===== THE INPUT =====
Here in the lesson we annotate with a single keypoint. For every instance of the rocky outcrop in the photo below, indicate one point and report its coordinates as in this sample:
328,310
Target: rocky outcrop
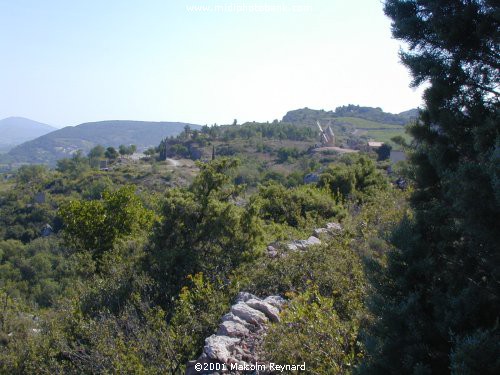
239,335
330,230
243,328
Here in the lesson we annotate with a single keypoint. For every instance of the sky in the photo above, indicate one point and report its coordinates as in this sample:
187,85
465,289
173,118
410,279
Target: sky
197,61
=====
DESCRIPTION OF THE TASK >> Only the lines from the line containing "Target: rocky outcrop" through the last line of the entries above should be reproduced, word for word and without pictures.

SOLUTION TO THE EXERCISE >>
Target: rocky outcrop
239,335
330,230
243,328
Here in the lesson we annotate with a single keypoint. For every instance of the sky in the photo above, indicate one point and report its coordinates as in this sample:
187,85
465,289
173,118
410,279
Target: sky
197,61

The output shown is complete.